- Stored data entries:
******

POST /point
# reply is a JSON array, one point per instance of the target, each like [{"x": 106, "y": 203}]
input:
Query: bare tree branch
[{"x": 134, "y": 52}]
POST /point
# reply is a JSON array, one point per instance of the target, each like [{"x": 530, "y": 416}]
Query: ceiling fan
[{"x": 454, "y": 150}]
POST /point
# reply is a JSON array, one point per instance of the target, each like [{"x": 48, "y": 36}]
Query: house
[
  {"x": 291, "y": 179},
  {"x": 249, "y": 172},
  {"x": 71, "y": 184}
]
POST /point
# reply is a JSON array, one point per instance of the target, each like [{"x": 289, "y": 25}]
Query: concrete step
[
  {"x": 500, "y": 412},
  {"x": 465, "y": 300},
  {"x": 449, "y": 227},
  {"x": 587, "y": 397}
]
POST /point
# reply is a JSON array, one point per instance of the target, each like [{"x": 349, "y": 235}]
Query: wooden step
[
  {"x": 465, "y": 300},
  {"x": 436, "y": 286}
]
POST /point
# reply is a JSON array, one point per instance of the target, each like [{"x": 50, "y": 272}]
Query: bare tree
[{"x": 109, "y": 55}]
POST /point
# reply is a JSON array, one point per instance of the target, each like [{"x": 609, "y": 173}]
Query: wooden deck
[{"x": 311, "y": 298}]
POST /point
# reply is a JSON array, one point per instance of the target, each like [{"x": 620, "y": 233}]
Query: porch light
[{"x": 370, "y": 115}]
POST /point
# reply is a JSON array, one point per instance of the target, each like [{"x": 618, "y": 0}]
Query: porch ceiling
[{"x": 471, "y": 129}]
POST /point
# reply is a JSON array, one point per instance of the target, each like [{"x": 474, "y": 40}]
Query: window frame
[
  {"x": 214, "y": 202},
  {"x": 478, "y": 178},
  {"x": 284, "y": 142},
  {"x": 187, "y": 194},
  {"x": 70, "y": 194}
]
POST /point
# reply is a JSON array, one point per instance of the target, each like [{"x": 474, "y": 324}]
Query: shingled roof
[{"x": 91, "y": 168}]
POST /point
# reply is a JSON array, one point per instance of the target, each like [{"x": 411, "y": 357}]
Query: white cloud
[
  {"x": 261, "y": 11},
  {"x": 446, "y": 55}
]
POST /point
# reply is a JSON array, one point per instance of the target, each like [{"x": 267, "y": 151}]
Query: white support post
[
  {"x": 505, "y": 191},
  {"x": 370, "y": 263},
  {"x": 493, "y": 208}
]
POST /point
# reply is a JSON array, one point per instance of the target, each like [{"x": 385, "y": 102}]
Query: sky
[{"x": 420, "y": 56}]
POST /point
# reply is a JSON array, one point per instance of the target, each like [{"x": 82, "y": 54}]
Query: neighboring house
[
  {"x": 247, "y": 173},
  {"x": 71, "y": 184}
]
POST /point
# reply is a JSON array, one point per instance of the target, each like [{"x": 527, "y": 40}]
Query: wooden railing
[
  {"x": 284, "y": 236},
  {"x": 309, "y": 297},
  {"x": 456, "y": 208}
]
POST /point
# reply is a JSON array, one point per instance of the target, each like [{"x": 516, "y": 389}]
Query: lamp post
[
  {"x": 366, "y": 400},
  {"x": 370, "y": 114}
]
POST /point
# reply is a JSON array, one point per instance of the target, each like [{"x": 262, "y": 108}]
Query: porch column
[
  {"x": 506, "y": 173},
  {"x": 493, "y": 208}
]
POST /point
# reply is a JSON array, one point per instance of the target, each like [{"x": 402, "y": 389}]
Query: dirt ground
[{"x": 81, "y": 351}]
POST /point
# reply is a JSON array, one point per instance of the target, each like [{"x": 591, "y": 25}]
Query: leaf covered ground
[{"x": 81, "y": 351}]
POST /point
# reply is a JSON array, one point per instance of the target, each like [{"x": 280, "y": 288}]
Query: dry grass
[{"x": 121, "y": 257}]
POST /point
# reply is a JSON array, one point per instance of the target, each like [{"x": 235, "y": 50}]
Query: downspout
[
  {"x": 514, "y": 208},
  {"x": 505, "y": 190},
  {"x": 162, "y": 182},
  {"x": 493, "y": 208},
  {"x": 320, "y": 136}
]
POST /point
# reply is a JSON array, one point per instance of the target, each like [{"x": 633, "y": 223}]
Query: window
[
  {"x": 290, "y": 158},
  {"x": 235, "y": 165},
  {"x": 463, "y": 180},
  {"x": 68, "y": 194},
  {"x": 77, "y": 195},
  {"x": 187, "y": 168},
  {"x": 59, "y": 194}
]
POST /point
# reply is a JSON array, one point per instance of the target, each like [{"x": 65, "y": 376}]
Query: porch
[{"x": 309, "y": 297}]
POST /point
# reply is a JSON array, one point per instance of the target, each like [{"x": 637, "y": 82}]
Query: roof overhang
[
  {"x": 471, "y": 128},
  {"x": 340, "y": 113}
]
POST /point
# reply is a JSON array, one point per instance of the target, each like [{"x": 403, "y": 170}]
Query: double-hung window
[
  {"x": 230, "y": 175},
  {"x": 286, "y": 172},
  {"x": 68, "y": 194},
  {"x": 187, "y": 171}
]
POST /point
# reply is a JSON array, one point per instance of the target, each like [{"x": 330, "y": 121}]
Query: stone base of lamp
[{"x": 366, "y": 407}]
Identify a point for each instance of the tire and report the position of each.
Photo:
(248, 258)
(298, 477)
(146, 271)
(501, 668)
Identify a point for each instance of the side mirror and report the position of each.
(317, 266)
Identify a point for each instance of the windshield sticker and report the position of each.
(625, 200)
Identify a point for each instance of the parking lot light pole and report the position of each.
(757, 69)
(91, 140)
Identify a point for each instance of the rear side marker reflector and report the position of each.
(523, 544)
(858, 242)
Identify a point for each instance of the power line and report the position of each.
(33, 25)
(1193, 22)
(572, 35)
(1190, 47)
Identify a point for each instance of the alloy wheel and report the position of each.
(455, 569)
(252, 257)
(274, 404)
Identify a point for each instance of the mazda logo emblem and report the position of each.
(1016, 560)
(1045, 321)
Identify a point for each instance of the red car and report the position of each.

******

- Requirement:
Retype every record exactly, omitting nothing.

- Task response:
POST /point
# reply is a JSON array, one point per instance of the target, each like [{"x": 106, "y": 203}]
input:
Query: bare tree branch
[{"x": 134, "y": 52}]
POST /point
# reply is a JSON array, one point per instance of the target, each like [{"x": 530, "y": 416}]
Query: ceiling fan
[{"x": 454, "y": 150}]
POST /point
# reply is a JSON array, one point per instance of the target, each like [{"x": 48, "y": 36}]
Query: house
[
  {"x": 291, "y": 179},
  {"x": 249, "y": 172},
  {"x": 71, "y": 184}
]
POST /point
# reply is a JSON array, one point per instance of the target, each like [{"x": 289, "y": 25}]
Query: concrete step
[
  {"x": 500, "y": 412},
  {"x": 465, "y": 300},
  {"x": 449, "y": 227},
  {"x": 587, "y": 397}
]
POST /point
# reply is a JSON array, one point per instance of the target, each like [{"x": 349, "y": 235}]
Query: wooden step
[
  {"x": 465, "y": 300},
  {"x": 436, "y": 286}
]
POST /point
# reply is a JSON array, one point per instance of the target, each like [{"x": 50, "y": 272}]
Query: bare tree
[{"x": 109, "y": 55}]
POST /point
# reply is a JSON array, one point per instance of the target, each like [{"x": 609, "y": 173}]
Query: wooden deck
[{"x": 311, "y": 298}]
POST /point
# reply is a JSON array, one point per instance of the target, each like [{"x": 620, "y": 233}]
Query: porch light
[{"x": 370, "y": 115}]
POST /point
# reply is a JSON array, one point per instance of the target, each like [{"x": 618, "y": 0}]
Query: porch ceiling
[{"x": 471, "y": 129}]
POST /point
# reply is a JSON array, one point per instance of the target, each like [{"x": 474, "y": 40}]
Query: window frame
[
  {"x": 214, "y": 202},
  {"x": 478, "y": 178},
  {"x": 284, "y": 142},
  {"x": 187, "y": 194},
  {"x": 70, "y": 194}
]
POST /point
# reply is a JSON array, one point per instance of the target, each like [{"x": 474, "y": 324}]
Query: shingled roof
[{"x": 91, "y": 168}]
POST /point
# reply is a JSON array, one point per instance of the target, each like [{"x": 411, "y": 357}]
Query: white cloud
[
  {"x": 261, "y": 11},
  {"x": 446, "y": 55}
]
POST /point
# reply is a JSON array, one point per instance of the target, each like [{"x": 267, "y": 151}]
Query: white support post
[
  {"x": 505, "y": 191},
  {"x": 370, "y": 263},
  {"x": 493, "y": 208}
]
POST /point
# reply is a JSON array, one point per instance of the target, each like [{"x": 385, "y": 102}]
Query: sky
[{"x": 420, "y": 56}]
POST /point
# reply is a JSON array, one point per instance of the target, each like [{"x": 82, "y": 54}]
Query: neighboring house
[
  {"x": 247, "y": 173},
  {"x": 71, "y": 184}
]
POST /point
# reply is a JSON array, one point per instance of the target, each like [{"x": 527, "y": 40}]
Query: wooden railing
[
  {"x": 284, "y": 236},
  {"x": 309, "y": 297},
  {"x": 456, "y": 208}
]
POST /point
# reply is a JSON array, one point per instance of the target, each like [{"x": 516, "y": 389}]
Query: lamp post
[
  {"x": 366, "y": 400},
  {"x": 370, "y": 114}
]
POST /point
# reply is a JSON array, one point per instance of the target, each like [{"x": 262, "y": 108}]
Query: porch column
[
  {"x": 506, "y": 173},
  {"x": 493, "y": 208}
]
POST /point
# reply is a JSON array, one point per instance of the target, each like [{"x": 402, "y": 389}]
Query: dirt ground
[{"x": 81, "y": 351}]
POST /point
# reply is a JSON array, one point per instance of the target, each like [{"x": 591, "y": 25}]
Query: leaf covered ground
[{"x": 81, "y": 351}]
POST /point
# reply is a JSON array, one point per instance of the target, each like [{"x": 280, "y": 288}]
Query: dry grass
[{"x": 121, "y": 257}]
POST /point
# reply is a JSON array, one point per instance of the target, each like [{"x": 235, "y": 50}]
Query: downspout
[
  {"x": 514, "y": 208},
  {"x": 505, "y": 190},
  {"x": 162, "y": 182},
  {"x": 493, "y": 208},
  {"x": 320, "y": 136}
]
POST /point
# reply is a JSON array, one point per instance of the target, each like [{"x": 633, "y": 223}]
Query: window
[
  {"x": 290, "y": 158},
  {"x": 235, "y": 165},
  {"x": 463, "y": 180},
  {"x": 68, "y": 194},
  {"x": 77, "y": 195},
  {"x": 187, "y": 168},
  {"x": 59, "y": 194}
]
POST /point
# reply is a JSON array, one point per instance of the target, each like [{"x": 65, "y": 376}]
Query: porch
[{"x": 309, "y": 297}]
POST /point
# reply is a JSON array, one point per instance of the target, each like [{"x": 637, "y": 82}]
Query: roof overhang
[
  {"x": 471, "y": 128},
  {"x": 340, "y": 113}
]
POST /point
# reply is a JSON array, one point per instance of the target, each like [{"x": 403, "y": 170}]
Query: double-hung window
[
  {"x": 230, "y": 175},
  {"x": 286, "y": 172},
  {"x": 68, "y": 194},
  {"x": 187, "y": 171}
]
POST /point
# reply is a JSON array, one point per instance of the target, each like [{"x": 330, "y": 121}]
Query: stone base of lamp
[{"x": 366, "y": 407}]
Identify a point for each instance of the tire and report the position of each.
Photo:
(248, 258)
(298, 477)
(146, 271)
(501, 668)
Identify a point for each instance of the side mirror and report the position of each.
(317, 266)
Identify a point for each instance of the windshield sticker and report the position of each.
(625, 200)
Identify a point for each instance of the parking lot light pole and report the position of each.
(757, 69)
(91, 140)
Identify a point for each instance of the rear side marker reflector and report the position of each.
(523, 544)
(858, 242)
Identify a point for each instance of the power line and report the position of each.
(33, 25)
(1193, 22)
(572, 35)
(1190, 47)
Identify a point for each instance of the alloy wheel and report the position of each.
(455, 569)
(252, 257)
(274, 404)
Identify a point for each instance of the mazda logo emblem and report the position of each.
(1016, 560)
(1045, 321)
Identify a point for each instance of the red car and report the position of each.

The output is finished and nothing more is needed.